At that point we would have blocked process report events going to dbo.BlockedProcessNotificationQueue service broker queue. Assuming, of course, that we have blocked process threshold option set.

Obviously we do not want to have those messages sitting in the queue – it’s kind of defeating the purpose of having the process automated. What I would like to do at this point is shredding event data and putting it to the table for analysis. Another important factor is that blocked process monitor would generate separate events for the same blocking condition every time it wakes up. For example, if we have blocking process threshold set to 5 seconds, we can get five events until our query times out after 30 seconds. Ideally I’d like to combine those events into the single one to have analysis simplified. So let’s create the table to store the data.

This table stores the information about both – blocked and blocking processes. Although blocking information can be misleading in case if blocking session currently executes the different batch or even waiting for the next batch to be executed – table would store the current state rather than info at the time when blocking occurs. In any cases, from the blocking process standpoint the most interesting attributes are:

  1. Process Status – is it running, sleeping or suspended? If it’s sleeping, it could be the sign that client does not work with transations correctly – either did not commit one of the nested transactions or, perhaps, mixed them with UI activity. Suspended status could be the sign of the blocking chain which is another story
  2. TranCount – if it’s more than one, it would tell us that we have nested transactions and again, perhaps, client does not handle them correctly.

In any case, we will have full report stored and can access it if needed. And of course, we can modify the table and add extra attributes if we want to.

Now it’s the time to put the activation procedure in place. I’m going to cheat a little bit here – click at the link to the source code at the end of the post to see it.

There are two things I’d like to mention though. First one is how we get the query plans.  For the blocked process we are trying to get it from sys.dm_exec_requests first. This is the only bullet-proof way to get the real plan but it would work only if the statement is still blocked when activation SP executes. If this is not the case we are using sys.dm_exec_query_stats DMV. There are a couple challenges though. First, there is the chance that plan would not be there – for example in case of the memory pressure. Alternatively we have the situation when there are multiple plans due recompilation. We are trying to guess the right one by filtering based on the blocking time but that method is not always working. So no guarantees. For the blocking process we are always using sys.dm_exec_query_stats picking up the top (random) plan.

**Provided information:**
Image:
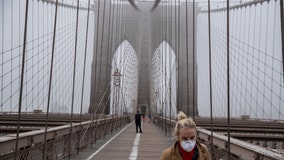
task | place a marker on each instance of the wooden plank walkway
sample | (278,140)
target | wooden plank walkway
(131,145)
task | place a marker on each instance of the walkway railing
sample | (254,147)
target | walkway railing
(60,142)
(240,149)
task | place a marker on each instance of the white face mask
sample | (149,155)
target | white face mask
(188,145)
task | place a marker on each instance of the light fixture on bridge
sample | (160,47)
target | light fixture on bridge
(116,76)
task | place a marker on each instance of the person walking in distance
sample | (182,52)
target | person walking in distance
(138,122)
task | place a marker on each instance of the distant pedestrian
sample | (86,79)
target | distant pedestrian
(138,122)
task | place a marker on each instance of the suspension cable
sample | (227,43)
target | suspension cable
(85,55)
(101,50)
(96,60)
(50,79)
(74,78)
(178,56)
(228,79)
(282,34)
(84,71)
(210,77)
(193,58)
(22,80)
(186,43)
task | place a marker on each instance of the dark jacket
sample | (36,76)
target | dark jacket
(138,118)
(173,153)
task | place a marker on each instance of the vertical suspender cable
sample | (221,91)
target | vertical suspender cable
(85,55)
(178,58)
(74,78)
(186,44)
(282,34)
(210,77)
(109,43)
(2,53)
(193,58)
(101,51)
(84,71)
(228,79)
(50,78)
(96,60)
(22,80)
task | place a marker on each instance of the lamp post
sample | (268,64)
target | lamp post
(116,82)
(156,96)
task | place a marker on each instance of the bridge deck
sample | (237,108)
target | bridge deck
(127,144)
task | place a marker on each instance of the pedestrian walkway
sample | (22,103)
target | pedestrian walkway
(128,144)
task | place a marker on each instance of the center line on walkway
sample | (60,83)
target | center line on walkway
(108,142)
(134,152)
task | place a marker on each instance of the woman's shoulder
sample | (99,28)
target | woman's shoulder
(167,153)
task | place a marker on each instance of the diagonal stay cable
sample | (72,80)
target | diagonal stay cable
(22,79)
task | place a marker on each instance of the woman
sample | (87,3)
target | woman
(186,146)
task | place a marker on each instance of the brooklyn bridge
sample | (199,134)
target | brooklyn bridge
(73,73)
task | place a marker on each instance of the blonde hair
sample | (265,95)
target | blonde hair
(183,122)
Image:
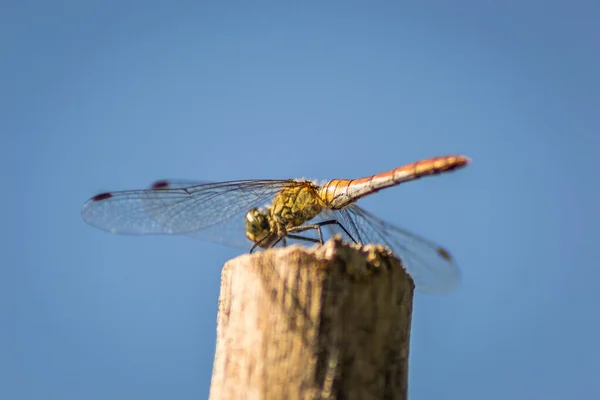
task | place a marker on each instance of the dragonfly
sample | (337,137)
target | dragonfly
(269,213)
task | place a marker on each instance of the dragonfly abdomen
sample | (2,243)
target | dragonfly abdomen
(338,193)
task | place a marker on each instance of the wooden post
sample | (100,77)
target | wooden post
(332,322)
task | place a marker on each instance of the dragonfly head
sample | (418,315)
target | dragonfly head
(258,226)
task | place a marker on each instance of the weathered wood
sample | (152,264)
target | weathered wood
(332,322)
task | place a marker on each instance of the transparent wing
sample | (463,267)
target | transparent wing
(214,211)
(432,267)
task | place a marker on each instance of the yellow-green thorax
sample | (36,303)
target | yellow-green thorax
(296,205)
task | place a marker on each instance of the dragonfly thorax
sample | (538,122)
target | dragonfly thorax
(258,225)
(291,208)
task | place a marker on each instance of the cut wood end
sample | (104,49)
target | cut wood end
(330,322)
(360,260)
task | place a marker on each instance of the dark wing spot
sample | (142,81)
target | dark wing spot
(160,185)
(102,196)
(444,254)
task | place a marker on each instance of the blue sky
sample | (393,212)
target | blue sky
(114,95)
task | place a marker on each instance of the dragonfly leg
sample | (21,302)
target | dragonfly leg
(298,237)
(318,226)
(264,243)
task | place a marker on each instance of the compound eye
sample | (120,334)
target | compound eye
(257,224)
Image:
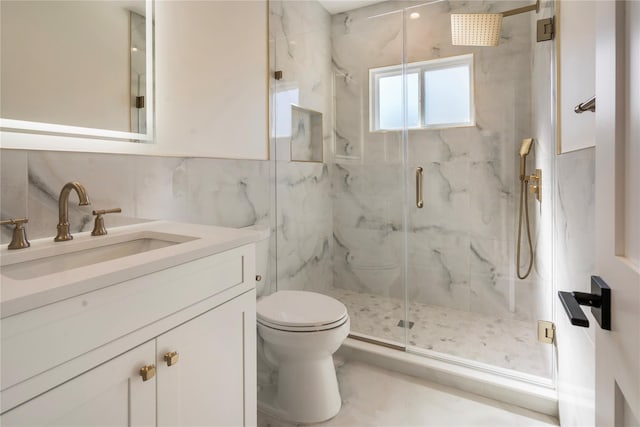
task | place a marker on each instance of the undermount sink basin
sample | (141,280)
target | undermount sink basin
==
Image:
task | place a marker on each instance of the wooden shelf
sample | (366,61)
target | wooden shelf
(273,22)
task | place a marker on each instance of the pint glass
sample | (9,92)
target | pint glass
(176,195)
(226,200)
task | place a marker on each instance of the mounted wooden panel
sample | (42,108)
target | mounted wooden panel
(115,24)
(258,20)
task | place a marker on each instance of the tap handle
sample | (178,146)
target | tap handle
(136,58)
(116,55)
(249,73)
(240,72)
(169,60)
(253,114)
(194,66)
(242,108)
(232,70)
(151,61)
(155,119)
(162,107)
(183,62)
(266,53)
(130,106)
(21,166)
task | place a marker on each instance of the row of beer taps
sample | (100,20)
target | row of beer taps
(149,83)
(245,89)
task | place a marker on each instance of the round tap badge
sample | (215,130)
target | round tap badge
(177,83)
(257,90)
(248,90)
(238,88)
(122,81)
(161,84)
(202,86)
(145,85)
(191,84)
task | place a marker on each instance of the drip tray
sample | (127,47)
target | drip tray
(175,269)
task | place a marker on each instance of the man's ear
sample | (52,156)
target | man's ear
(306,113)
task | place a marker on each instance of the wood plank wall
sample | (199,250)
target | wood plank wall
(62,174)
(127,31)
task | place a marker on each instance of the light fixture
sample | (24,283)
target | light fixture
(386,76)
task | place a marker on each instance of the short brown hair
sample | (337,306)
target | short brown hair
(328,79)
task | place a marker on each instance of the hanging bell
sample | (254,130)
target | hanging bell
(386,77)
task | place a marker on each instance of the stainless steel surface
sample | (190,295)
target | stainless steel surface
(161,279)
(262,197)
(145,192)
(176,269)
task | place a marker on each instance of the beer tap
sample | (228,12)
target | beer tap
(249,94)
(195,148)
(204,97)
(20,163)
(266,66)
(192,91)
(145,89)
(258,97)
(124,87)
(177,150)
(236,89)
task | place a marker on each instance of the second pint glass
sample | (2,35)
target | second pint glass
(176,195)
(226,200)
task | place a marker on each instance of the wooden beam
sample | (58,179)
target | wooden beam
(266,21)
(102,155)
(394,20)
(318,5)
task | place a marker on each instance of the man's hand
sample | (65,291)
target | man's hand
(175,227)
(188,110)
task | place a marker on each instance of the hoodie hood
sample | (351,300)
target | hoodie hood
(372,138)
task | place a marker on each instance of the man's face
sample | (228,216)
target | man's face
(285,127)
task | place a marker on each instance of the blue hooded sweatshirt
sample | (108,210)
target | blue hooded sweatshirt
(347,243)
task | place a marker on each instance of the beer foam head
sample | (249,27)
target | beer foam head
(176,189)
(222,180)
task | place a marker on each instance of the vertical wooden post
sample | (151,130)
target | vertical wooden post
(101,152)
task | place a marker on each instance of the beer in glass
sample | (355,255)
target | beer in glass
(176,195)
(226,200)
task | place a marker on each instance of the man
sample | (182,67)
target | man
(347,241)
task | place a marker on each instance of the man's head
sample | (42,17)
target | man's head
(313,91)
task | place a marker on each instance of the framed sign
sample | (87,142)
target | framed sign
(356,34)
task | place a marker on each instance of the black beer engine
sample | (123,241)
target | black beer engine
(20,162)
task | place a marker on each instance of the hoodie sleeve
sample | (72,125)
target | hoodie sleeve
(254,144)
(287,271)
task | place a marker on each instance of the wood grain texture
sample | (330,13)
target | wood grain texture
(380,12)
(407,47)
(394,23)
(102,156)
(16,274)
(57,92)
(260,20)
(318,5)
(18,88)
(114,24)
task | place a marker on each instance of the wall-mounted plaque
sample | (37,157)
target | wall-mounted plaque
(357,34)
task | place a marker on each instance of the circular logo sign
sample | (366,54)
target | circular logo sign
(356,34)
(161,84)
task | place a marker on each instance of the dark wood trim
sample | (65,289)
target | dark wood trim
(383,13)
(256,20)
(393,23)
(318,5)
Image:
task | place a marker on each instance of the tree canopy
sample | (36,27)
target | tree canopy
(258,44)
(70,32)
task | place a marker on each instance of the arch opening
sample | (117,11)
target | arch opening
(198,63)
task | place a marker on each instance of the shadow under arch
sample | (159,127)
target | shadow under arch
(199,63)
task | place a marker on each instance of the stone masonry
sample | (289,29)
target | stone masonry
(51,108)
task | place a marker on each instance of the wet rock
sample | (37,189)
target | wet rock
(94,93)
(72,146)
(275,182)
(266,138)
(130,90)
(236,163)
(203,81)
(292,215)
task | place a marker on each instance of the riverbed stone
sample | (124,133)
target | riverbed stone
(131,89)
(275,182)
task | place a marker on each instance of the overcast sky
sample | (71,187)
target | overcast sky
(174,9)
--
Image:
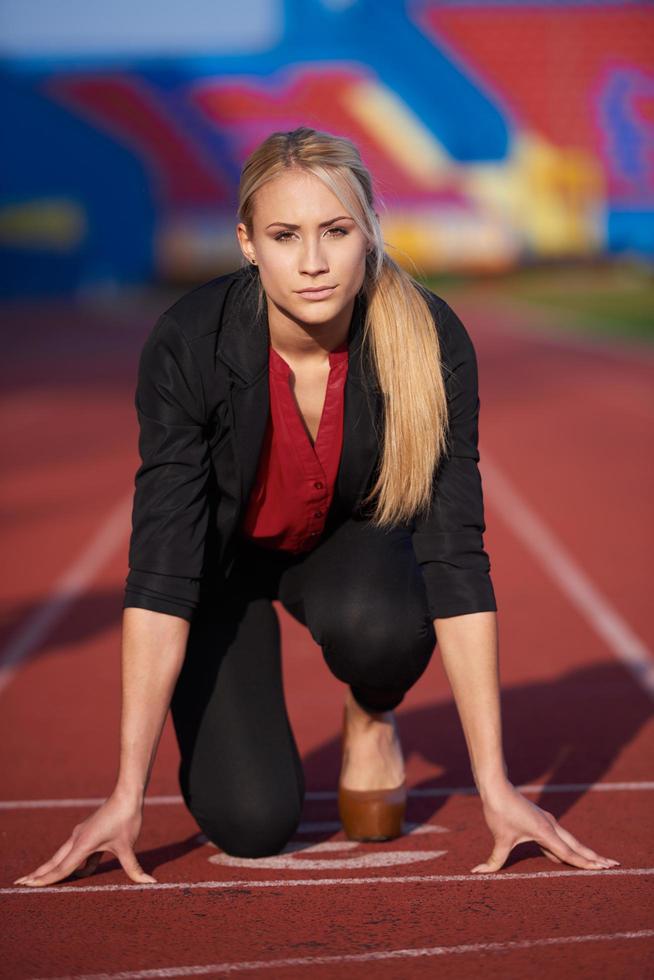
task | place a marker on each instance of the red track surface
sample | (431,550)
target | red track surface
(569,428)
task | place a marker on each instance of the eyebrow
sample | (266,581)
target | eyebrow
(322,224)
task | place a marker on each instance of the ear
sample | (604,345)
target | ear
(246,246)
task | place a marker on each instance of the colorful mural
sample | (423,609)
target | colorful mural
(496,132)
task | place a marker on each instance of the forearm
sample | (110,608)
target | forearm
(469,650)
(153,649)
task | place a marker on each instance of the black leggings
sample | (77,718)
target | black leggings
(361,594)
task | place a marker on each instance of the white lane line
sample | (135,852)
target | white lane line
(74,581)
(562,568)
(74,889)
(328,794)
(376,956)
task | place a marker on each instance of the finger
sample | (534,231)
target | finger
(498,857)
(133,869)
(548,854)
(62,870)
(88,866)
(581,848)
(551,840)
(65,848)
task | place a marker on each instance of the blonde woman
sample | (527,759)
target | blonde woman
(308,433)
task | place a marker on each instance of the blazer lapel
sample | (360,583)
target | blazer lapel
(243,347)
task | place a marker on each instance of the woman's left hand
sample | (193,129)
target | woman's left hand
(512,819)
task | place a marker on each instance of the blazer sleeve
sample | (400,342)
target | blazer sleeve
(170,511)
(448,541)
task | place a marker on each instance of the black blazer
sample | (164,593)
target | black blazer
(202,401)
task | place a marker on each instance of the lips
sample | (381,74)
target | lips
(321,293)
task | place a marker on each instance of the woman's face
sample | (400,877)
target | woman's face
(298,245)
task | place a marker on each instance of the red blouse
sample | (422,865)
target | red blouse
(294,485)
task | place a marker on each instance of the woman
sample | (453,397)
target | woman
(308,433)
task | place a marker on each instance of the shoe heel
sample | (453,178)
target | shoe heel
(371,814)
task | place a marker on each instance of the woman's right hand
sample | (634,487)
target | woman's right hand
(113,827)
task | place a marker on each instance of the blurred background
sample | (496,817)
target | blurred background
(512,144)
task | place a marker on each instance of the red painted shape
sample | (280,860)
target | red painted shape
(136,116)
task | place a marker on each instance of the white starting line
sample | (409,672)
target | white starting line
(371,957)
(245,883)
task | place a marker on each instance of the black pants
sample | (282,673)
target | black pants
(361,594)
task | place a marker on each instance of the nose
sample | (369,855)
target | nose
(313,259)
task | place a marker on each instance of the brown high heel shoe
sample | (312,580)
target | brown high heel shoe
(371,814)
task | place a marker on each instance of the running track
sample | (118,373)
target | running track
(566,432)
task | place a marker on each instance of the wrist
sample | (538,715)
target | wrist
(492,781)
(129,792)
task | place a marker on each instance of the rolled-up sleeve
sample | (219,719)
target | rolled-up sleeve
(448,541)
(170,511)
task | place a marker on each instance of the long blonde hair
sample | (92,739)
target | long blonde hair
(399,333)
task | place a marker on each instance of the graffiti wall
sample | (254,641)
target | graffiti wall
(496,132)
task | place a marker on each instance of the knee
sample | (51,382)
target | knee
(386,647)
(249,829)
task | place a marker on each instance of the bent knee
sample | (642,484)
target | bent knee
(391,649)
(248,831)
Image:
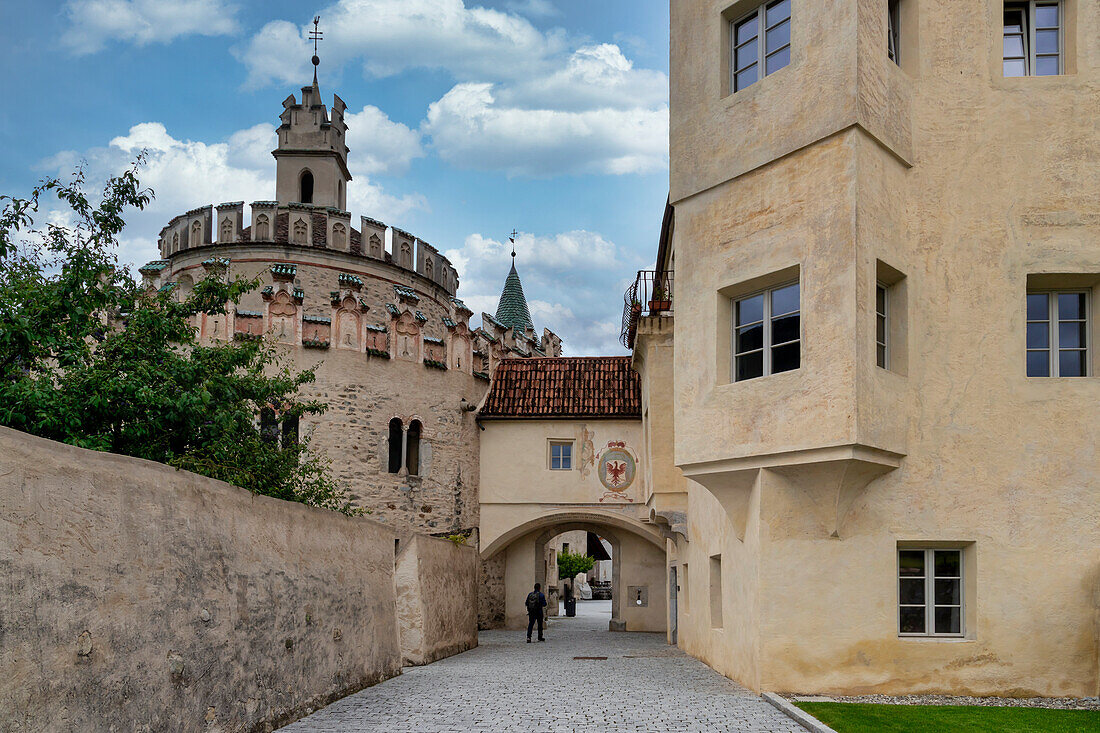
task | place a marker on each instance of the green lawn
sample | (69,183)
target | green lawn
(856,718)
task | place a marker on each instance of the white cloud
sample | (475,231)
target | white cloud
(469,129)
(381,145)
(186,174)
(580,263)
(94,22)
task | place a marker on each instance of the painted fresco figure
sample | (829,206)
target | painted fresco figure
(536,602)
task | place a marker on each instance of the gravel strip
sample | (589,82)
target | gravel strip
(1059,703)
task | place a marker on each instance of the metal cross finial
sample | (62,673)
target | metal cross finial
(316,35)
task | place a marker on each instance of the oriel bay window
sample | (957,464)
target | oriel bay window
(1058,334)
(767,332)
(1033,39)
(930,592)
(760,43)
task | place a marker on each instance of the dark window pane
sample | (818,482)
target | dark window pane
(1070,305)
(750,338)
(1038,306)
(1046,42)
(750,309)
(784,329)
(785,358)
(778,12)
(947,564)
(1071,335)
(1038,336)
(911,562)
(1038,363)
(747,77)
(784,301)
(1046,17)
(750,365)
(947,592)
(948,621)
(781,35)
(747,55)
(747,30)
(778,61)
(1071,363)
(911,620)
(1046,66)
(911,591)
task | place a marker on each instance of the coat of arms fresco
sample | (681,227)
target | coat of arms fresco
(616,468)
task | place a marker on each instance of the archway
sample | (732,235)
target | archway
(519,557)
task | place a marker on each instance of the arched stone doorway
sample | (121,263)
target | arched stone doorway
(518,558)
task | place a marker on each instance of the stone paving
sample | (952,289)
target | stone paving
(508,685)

**Given instruction 1:**
Reproduce, word for word, the part of the text on blocked process reports that opens with the words containing "This table stores" and closes with "handle them correctly.".
**Given instruction 2:**
In the text on blocked process reports, which DMV is always used to get the query plan for the blocking process?

**Written answer 1:**
This table stores the information about both – blocked and blocking processes. Although blocking information can be misleading in case if blocking session currently executes the different batch or even waiting for the next batch to be executed – table would store the current state rather than info at the time when blocking occurs. In any cases, from the blocking process standpoint the most interesting attributes are:

  1. Process Status – is it running, sleeping or suspended? If it’s sleeping, it could be the sign that client does not work with transations correctly – either did not commit one of the nested transactions or, perhaps, mixed them with UI activity. Suspended status could be the sign of the blocking chain which is another story
  2. TranCount – if it’s more than one, it would tell us that we have nested transactions and again, perhaps, client does not handle them correctly.

**Written answer 2:**
sys.dm_exec_query_stats, picking up the top (random) plan.